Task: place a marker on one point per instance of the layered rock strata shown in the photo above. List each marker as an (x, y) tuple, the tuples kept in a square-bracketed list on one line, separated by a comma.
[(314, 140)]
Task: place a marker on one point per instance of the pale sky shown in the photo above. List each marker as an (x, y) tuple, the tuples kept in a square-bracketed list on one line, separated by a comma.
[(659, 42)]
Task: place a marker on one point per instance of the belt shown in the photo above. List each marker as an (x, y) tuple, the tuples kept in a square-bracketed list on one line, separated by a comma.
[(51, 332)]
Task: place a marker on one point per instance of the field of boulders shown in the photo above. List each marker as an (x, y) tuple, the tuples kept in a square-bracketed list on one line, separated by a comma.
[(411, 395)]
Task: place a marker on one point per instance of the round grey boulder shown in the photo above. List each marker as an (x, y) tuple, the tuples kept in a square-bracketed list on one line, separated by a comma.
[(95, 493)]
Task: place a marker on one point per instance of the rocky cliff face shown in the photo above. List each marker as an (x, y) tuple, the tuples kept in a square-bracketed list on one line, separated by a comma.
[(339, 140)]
· · · · · · ·
• Your objective
Reproduce the records above word for word, starting at their first line and ending at the line that contains "[(51, 332)]". Include both of those lines and nothing after them.

• Completed exercise
Task: place a marker on one point per instance of the layered rock strata shown in the photo above. List each marker as an (x, y) tuple, the tuples kept in a square-bracketed list on one line, separated by a comma.
[(314, 140)]
Task: place a marker on one point per instance of the pale sky shown in the photo above. List each marker as an (x, y) tuple, the tuples kept in a square-bracketed list on one line, separated by a comma.
[(659, 42)]
Task: place a marker on one point per instance of the belt shown in the photo above. List each marker as an (x, y) tuple, the tuples kept in a square-bracketed list on one line, separated by a comma.
[(51, 332)]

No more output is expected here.